Football League One
- Season: 2010–11
- Champions: Brighton & Hove Albion (3rd divisional title)
- Promoted: Brighton & Hove Albion Southampton Peterborough United
- Relegated: Dagenham & Redbridge Bristol Rovers Plymouth Argyle Swindon Town
- Matches: 552
- Goals: 1,509 (2.73 per match)
- Top goalscorer: Craig Mackail-Smith (27)
- Biggest home win: Peterborough United 6–0 Carlisle United (12 March 2011)
- Biggest away win: Oldham Athletic 0–6 Southampton (11 January 2011)
- Highest scoring: Peterborough United 5–4 Swindon Town (16 October 2010)
- Longest winning run: 8 games Brighton
- Longest unbeaten run: 25 games Huddersfield Town
- Longest winless run: 18 games Swindon Town
- Longest losing run: 9 games Notts County
- Highest attendance: 31,653 Southampton 3–1 Walsall (7 May 2011)

What this exercise asks:
1 - Answer these questions from the Football League One 2010–11 summary:
(a) Who was the top goalscorer, and how many goals did he score?
(b) Which team had the longest unbeaten run, and how many games did it last?
(c) What was the highest attendance?
2 - Repeat the Football League One 2010–11 summary word for word. Begin at the words "Football League One" and stop after "(12 March 2011)".
The material that comes next is separate from the season summary.

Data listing
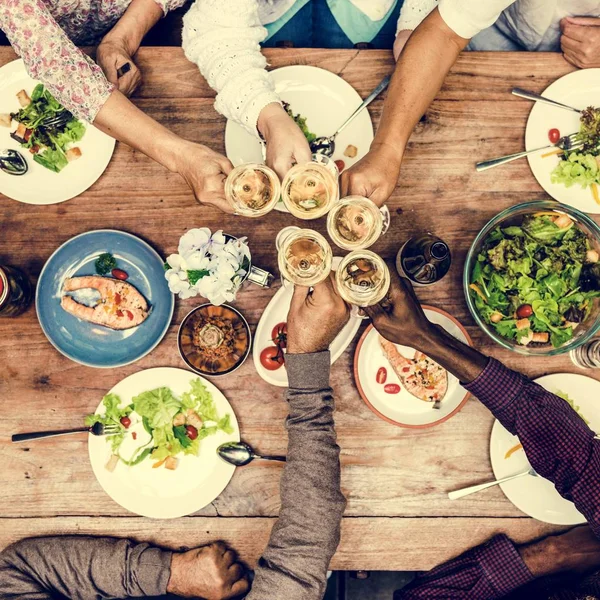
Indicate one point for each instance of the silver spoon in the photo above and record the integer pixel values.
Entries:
(13, 162)
(240, 454)
(538, 98)
(483, 486)
(326, 144)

Solutions per task:
1 -
(a) Craig Mackail-Smith, with 27 goals.
(b) Huddersfield Town, with 25 games.
(c) 31,653, at Southampton 3–1 Walsall on 7 May 2011.

2 -
Football League One
- Season: 2010–11
- Champions: Brighton & Hove Albion (3rd divisional title)
- Promoted: Brighton & Hove Albion Southampton Peterborough United
- Relegated: Dagenham & Redbridge Bristol Rovers Plymouth Argyle Swindon Town
- Matches: 552
- Goals: 1,509 (2.73 per match)
- Top goalscorer: Craig Mackail-Smith (27)
- Biggest home win: Peterborough United 6–0 Carlisle United (12 March 2011)